Text segment:

━━━━━━

15. Key Normalization Boosts Length Extrapolation

Broadly speaking, current Transformer length extrapolation techniques can be divided into two categories: one is post-hoc modification, such as NTK-RoPE, YaRN, ReRoPE, etc. The characteristic of these methods is that they directly modify the inference model and can achieve a certain length extrapolation effect without fine-tuning. However, their drawback is that they cannot maintain the model’s identity within the training length. The other category is naturally pre-hoc modification, such as ALIBI, KERPLE, XPOS, and HWFA, which can achieve a certain length extrapolation without modification. However, the corresponding modifications need to be introduced before training, so they cannot be used for off-the-shelf models without fine-tuning, and whether these methods can Scale Up has not yet been widely recognized.

In this article, the author will introduce an unexpectedly discovered length extrapolation method - “KeyNorm” - which performs L2 Normalization on the Attention’s Key sequence. It clearly belongs to the pre-hoc modification category, but the modification to the Attention mechanism is very small, making it look very promising for Scaling Up.

Initial Motivation
#

The reason for saying “unexpected discovery” is that the original motivation for this modification was not length extrapolation, but an attempt to replace the scaling method in Scaled Dot-Product Attention. We know that the standard definition of Attention is (this article mainly considers the Causal scenario)

━━━━━━

Information shown:
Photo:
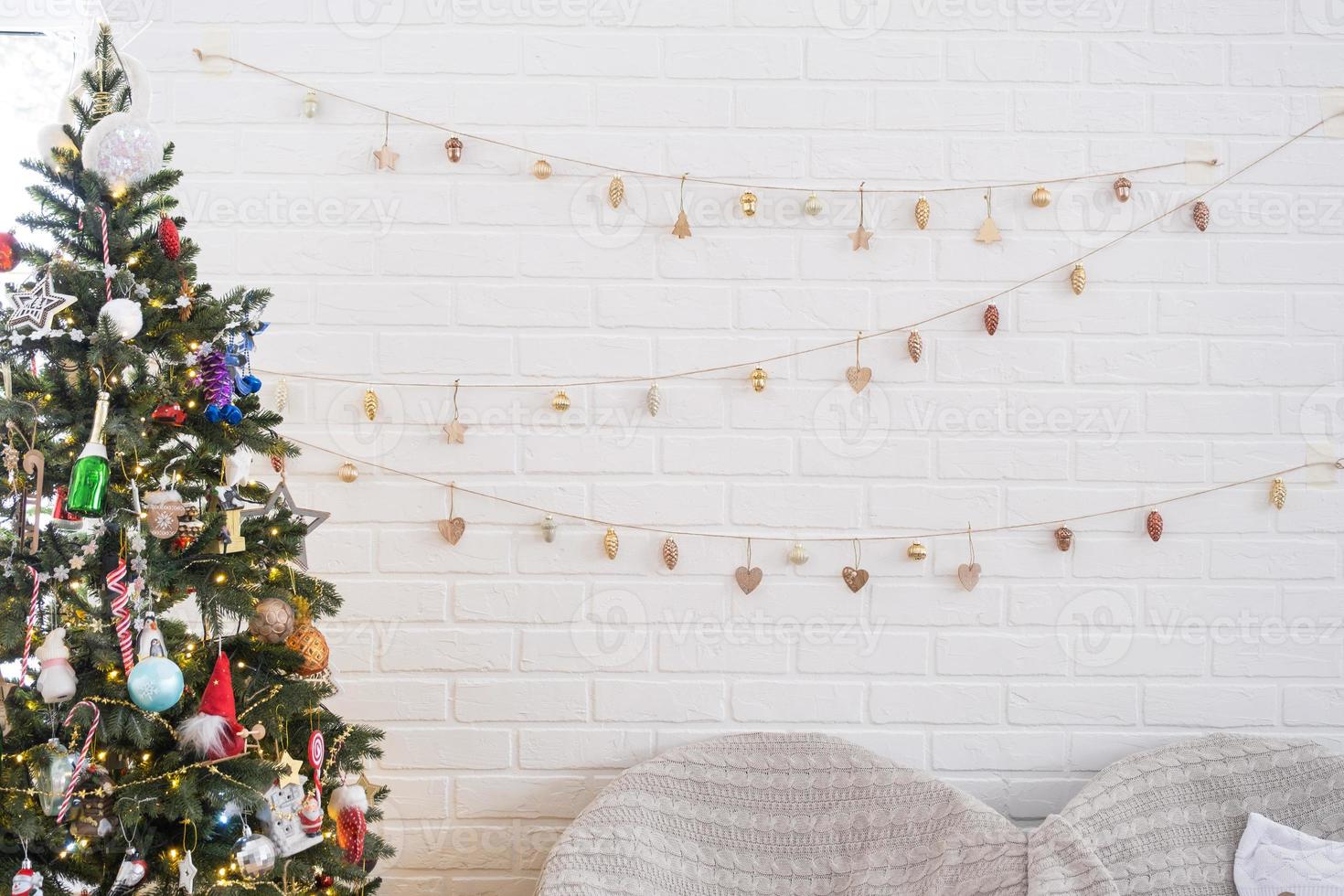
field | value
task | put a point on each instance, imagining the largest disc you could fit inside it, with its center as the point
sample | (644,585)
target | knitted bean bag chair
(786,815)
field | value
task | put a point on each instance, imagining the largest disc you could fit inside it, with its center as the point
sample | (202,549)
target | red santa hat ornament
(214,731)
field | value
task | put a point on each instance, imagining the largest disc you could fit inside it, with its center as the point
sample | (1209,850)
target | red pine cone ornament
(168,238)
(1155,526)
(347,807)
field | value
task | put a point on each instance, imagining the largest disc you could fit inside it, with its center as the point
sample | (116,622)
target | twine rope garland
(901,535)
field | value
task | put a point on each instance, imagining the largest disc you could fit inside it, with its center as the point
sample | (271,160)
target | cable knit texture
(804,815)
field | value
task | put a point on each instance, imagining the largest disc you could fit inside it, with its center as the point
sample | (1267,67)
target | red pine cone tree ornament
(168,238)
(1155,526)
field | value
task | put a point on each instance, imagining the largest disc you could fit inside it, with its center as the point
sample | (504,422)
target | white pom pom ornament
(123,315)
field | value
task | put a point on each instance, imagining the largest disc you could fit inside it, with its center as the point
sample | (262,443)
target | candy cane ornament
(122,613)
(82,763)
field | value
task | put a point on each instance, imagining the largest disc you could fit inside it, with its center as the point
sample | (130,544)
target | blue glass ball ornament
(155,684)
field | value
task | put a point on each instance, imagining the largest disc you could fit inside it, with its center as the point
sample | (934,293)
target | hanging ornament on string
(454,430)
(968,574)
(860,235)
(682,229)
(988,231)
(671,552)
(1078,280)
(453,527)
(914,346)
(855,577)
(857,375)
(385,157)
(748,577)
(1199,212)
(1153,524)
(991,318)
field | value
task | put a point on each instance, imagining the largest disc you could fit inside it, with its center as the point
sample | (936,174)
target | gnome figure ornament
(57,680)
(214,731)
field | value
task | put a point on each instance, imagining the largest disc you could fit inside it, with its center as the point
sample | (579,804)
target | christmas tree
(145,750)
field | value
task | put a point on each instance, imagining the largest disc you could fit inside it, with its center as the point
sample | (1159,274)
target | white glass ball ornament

━━━━━━

Required tasks:
a - According to the key normalization article, what does KeyNorm apply L2 Normalization to?
b - Please extend the key normalization article, picking up right after its final sentence.

Task answers:
a - The Attention's Key sequence.

b -
$$ \boldsymbol{o}_i = \frac{\sum_{j = 1}^i\exp\left(\frac{\boldsymbol{q}_i\cdot \boldsymbol{k}_j}{\sqrt{d}}\right)\boldsymbol{v}_j}{\sum_{j = 1}^i\exp\left(\frac{\boldsymbol{q}_i\cdot \boldsymbol{k}_j}{\sqrt{d}}\right)} $$

where $\boldsymbol{q}_i,\boldsymbol{k}_j\in\mathbb{R}^d$. We have explained and even generalized the Scale factor $\frac{1}{\sqrt{d}}$ multiple times, for example, in “A Brief Discussion on Transformer Initialization, Parameterization, and Normalization”, “Viewing Attention’s Scale Operation from Entropy Invariance”, “Viewing Attention’s Scale Operation from Gradient Maximization”, etc. The standard derivation is based on the assumption that “$\boldsymbol{q}_i,\boldsymbol{k}_j$ are independently sampled from a distribution with mean 0 and variance 1”. Under this assumption, we also have

$$ \Vert\boldsymbol{q}_i\Vert\approx \sqrt{d},\quad \Vert\boldsymbol{k}_j\Vert\approx \sqrt{d} $$

This is because

$$ \Vert\boldsymbol{x}\Vert^2 = \sum_{i=1}^d x_i^2 = d\times\frac{1}{d}\sum_{i=1}^d x_i^2\approx d\,\mathbb{E}_{x\sim\mathcal{N}(0,1)}[x^2] = d $$

For related generalizations, you can refer to “The Astonishing Johnson-Lindenstrauss Lemma: Theory”. This approximation means that in the initial stage of Attention, equation $\text{eq:sdpa}$ has the same effect as the following two variants:

$$ \begin{align} \color{red}{\text{Q}}\text{uery}\color{red}{\text{N}}\text{orm:}\quad\boldsymbol{o}_i =&\, \frac{\sum_{j = 1}^i\exp\left(\tilde{\boldsymbol{q}}_i\cdot \boldsymbol{k}_j\right)\boldsymbol{v}_j}{\sum_{j = 1}^i\exp\left(\tilde{\boldsymbol{q}}_i\cdot \boldsymbol{k}_j\right)},\qquad \tilde{\boldsymbol{q}}_i = \frac{\boldsymbol{q}_i}{\Vert\boldsymbol{q}_i\Vert} \\[5pt] \color{red}{\text{K}}\text{ey}\color{red}{\text{N}}\text{orm:}\quad\boldsymbol{o}_i =&\, \frac{\sum_{j = 1}^i\exp\left(\boldsymbol{q}_i\cdot \tilde{\boldsymbol{k}}_j\right)\boldsymbol{v}_j}{\sum_{j = 1}^i\exp\left(\boldsymbol{q}_i\cdot \tilde{\boldsymbol{k}}_j\right)},\qquad \tilde{\boldsymbol{k}}_j = \frac{\boldsymbol{k}_j}{\Vert\boldsymbol{k}_j\Vert} \end{align} $$

Therefore, the idea arose to verify which of these two variants and the standard equation $\text{eq:sdpa}$ is better. For convenience of description, we can refer to them as “Query/Key-Normalized Dot-Product Attention”, abbreviated as “QNA” and “KNA” respectively.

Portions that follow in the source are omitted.